TEXT SEGMENT ::
26th Aug 2015 07:48
LONDON (Alliance News) - Bioquell PLC said it was on track to meet its expectations for the full year 2015 as it reported a swing to a slim pretax profit for its first half following the sale of its TRaC Global Ltd business in May.
For the half year to end-June the company posted a pretax profit of GBP69,000, swung from a pretax loss of GBP1.6 million a year before, as revenue rose slightly to GBP12.5 million from GBP12.3 million. Pretax profit was boosted by an improved gross profit margin, and lower sales and marketing, research, design and engineering costs. It does not include the proceeds from its sale of TRaC.
Revenue growth was led by a strong performance in Healthcare, as demand for the company's hydrogen peroxide vapour equipment was driven by increased awareness linked to its use in the treatment of Ebola patients in US hospitals last year and concerns over 'superbug', and by a strong performance in Defence. This offset a fall in revenue from the company's Life Sciences segment, due to phasing of deliveries from its order book and a fall in revenue related to the company's older hydrogen peroxide vapour equipment.
Gross profit margin improved to 42% from 39%.
"We are beginning to see in the results the benefits of the new products, services and consumables that we have developed and launched over the last couple of years," said Chairman Nigel Keen in a statement. "The underlying demand for Bioquell's technologies in our core Life Sciences and Healthcare markets is increasing."
Following the sale of TRaC In May, the company began a strategic review, which it said at that time may or may not include the sale of all or part of its business. It said Wednesday that this review is ongoing, and it is in the process of considering "a number of different pathways forward".
Shares in Bioquell were down 1.8% at 130.10 pence Wednesday morning.

ACTIVITY :: According to the Bioquell half-year report, what drove the strong performance in Healthcare? Answer in one to three sentences.

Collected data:

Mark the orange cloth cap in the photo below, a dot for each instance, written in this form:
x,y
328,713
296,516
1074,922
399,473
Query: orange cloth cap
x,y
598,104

REPLY TO THE TASK :: Demand for the company's hydrogen peroxide vapour equipment rose. The report links that demand to greater awareness from the equipment's use in treating Ebola patients in US hospitals the year before, and to concerns over "superbugs."